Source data
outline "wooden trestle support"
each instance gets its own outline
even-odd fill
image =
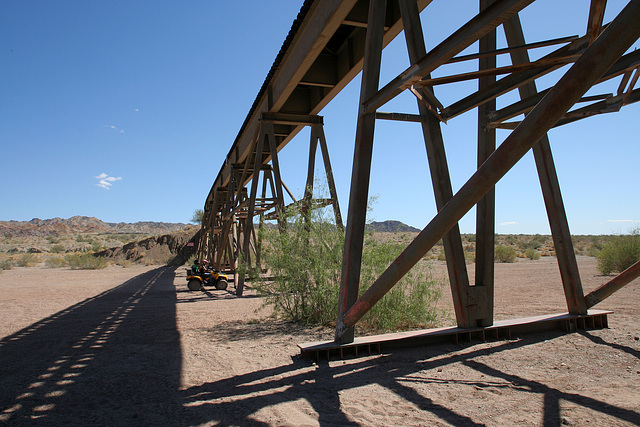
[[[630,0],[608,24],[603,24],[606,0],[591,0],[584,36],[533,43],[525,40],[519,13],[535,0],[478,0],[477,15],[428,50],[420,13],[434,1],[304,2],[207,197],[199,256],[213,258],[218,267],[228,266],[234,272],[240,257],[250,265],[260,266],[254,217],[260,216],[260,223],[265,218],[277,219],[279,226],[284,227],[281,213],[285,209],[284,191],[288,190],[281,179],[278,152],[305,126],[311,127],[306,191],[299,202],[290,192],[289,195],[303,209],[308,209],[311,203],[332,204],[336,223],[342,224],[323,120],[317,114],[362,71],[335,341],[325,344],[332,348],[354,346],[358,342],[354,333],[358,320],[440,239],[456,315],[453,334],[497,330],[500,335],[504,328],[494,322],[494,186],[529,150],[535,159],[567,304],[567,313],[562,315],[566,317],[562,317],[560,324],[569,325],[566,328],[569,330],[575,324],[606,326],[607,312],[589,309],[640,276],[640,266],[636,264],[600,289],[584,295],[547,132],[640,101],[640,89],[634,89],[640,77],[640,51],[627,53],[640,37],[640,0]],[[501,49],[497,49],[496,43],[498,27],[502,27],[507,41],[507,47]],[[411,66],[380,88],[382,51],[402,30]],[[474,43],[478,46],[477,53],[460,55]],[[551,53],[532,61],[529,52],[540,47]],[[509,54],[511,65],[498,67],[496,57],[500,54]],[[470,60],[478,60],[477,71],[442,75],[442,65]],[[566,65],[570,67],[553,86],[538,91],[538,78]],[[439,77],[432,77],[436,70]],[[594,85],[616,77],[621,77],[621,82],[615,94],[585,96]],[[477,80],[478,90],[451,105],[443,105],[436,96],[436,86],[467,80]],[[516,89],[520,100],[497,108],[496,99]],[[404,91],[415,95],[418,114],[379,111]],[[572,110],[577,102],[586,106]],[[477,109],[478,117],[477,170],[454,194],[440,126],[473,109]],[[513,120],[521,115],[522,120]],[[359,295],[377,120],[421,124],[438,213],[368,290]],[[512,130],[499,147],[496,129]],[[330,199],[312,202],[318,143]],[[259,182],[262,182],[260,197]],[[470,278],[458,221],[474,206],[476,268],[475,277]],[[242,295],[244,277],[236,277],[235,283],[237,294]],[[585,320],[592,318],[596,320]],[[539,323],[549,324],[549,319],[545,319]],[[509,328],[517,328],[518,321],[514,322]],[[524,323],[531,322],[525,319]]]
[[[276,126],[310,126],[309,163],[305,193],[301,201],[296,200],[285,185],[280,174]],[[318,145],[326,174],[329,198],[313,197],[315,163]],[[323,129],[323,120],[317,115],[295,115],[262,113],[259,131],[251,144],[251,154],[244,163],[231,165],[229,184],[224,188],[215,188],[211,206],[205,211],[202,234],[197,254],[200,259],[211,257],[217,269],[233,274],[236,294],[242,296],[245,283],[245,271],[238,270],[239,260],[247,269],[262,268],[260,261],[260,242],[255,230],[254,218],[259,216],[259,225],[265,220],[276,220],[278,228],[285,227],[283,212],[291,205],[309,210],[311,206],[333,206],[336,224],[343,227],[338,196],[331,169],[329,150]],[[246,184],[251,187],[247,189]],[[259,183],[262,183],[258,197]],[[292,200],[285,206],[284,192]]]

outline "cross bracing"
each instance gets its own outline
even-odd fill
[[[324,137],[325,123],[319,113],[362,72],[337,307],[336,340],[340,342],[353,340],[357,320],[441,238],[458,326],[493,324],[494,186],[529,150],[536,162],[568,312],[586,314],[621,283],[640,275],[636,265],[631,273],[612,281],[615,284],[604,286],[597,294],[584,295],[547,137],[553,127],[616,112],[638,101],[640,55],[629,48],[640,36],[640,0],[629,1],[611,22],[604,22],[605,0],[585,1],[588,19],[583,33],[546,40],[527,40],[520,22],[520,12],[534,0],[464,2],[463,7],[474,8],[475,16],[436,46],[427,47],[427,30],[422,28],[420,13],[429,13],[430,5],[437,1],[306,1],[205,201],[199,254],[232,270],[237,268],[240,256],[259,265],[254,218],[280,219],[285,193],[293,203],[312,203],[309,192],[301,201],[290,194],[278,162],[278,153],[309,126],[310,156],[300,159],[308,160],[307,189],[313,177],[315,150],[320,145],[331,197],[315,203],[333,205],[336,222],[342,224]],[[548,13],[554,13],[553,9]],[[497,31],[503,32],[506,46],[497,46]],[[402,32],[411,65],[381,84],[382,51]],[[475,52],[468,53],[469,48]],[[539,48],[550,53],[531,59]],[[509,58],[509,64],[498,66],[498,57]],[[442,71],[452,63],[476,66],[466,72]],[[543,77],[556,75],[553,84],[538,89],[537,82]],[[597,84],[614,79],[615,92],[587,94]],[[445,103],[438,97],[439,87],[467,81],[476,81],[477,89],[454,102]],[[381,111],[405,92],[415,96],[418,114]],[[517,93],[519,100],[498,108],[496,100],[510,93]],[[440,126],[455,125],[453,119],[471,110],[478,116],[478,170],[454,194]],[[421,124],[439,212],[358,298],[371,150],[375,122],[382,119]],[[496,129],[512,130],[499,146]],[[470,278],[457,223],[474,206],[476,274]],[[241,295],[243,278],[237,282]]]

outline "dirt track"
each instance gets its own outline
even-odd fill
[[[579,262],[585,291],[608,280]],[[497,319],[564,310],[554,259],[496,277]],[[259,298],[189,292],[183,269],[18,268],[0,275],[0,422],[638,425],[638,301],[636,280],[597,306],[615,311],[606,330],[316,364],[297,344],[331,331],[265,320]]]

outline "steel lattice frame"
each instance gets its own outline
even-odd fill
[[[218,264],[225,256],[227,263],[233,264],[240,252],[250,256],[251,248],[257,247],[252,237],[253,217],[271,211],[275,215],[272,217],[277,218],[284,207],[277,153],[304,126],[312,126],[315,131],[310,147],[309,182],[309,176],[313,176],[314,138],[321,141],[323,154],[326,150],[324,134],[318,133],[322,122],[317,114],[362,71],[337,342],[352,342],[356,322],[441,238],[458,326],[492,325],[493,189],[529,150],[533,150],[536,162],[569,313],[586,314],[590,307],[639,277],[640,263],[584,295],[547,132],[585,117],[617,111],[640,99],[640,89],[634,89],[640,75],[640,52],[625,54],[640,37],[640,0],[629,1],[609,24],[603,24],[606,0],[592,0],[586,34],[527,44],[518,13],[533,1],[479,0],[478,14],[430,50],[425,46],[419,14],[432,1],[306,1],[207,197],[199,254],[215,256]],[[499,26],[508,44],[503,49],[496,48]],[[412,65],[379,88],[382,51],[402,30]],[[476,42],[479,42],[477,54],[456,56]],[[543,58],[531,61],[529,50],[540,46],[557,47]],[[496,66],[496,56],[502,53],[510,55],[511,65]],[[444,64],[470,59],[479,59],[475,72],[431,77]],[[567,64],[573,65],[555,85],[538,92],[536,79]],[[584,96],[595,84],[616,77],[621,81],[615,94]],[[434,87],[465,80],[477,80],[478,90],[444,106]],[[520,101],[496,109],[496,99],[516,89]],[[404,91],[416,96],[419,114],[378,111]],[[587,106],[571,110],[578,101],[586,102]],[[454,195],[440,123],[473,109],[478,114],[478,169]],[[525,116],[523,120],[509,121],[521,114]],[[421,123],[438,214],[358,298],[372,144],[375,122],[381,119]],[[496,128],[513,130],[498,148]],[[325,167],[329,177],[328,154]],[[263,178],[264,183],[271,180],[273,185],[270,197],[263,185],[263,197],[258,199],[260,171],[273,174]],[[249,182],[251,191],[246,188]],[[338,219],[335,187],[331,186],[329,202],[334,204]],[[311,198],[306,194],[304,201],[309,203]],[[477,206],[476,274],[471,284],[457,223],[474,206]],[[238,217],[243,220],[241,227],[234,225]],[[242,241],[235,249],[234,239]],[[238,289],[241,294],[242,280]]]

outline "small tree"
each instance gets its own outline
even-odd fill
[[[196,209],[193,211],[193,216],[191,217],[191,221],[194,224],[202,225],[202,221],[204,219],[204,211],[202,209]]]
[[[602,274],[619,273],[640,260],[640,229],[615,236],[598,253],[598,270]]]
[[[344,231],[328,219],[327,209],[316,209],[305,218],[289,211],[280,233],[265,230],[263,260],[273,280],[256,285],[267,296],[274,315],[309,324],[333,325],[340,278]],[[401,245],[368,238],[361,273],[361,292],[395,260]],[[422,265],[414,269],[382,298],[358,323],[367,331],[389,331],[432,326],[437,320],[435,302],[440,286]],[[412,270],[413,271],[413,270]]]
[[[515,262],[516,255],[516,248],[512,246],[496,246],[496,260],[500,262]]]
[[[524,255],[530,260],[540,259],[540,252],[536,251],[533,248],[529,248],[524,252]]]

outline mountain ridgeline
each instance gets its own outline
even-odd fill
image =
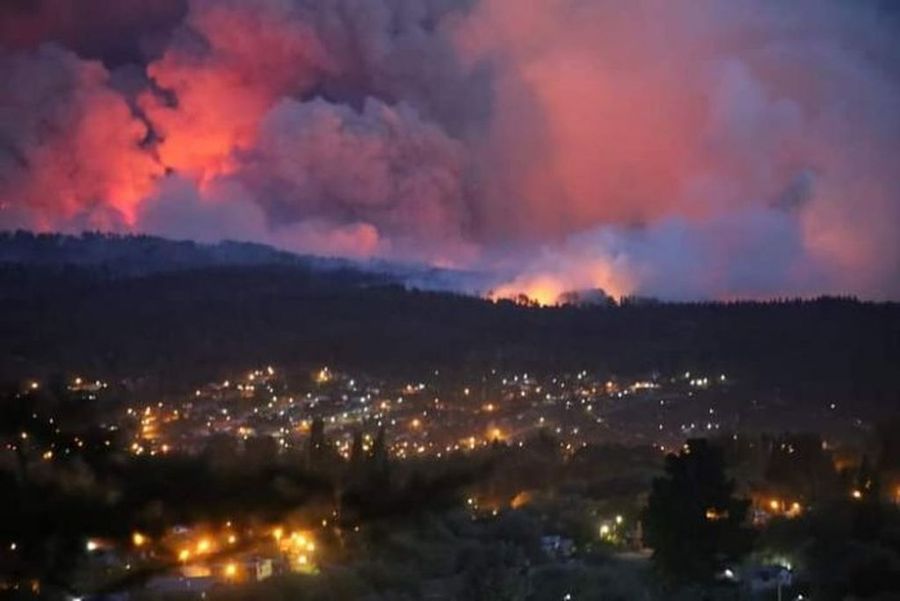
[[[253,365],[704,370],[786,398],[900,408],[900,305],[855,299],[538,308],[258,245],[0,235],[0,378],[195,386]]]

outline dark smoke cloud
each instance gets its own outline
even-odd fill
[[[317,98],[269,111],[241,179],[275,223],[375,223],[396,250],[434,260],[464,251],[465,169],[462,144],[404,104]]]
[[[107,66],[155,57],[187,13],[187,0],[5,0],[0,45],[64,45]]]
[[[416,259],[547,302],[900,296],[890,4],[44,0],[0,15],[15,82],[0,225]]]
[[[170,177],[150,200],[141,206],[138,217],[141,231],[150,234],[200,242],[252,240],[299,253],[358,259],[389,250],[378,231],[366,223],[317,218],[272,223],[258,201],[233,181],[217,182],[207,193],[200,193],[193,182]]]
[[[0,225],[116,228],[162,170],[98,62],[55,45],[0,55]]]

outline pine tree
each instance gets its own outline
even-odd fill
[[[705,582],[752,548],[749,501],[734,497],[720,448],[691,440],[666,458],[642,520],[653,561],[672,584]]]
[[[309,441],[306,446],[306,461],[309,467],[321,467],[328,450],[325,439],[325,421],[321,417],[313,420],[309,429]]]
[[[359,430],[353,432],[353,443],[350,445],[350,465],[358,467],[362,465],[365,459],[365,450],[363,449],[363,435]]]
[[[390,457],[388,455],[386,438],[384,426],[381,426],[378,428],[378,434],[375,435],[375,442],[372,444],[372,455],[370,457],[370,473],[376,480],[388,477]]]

> _YOUR INSTRUCTIONS_
Return, word for word, every line from the line with "outline pine tree" to the final line of the data.

> _SOLUTION_
outline pine tree
each instance gets its own outline
even-odd fill
[[[705,582],[752,548],[749,501],[734,497],[720,448],[691,440],[666,458],[642,520],[653,561],[672,584]]]
[[[309,441],[306,446],[306,461],[309,467],[321,467],[328,450],[325,439],[325,421],[321,417],[313,420],[309,429]]]
[[[359,430],[353,432],[353,443],[350,445],[350,465],[358,467],[362,465],[365,459],[365,450],[363,449],[363,435]]]
[[[390,457],[388,455],[386,438],[384,426],[381,426],[378,428],[378,434],[375,435],[375,442],[372,444],[372,455],[370,457],[370,473],[376,480],[388,477]]]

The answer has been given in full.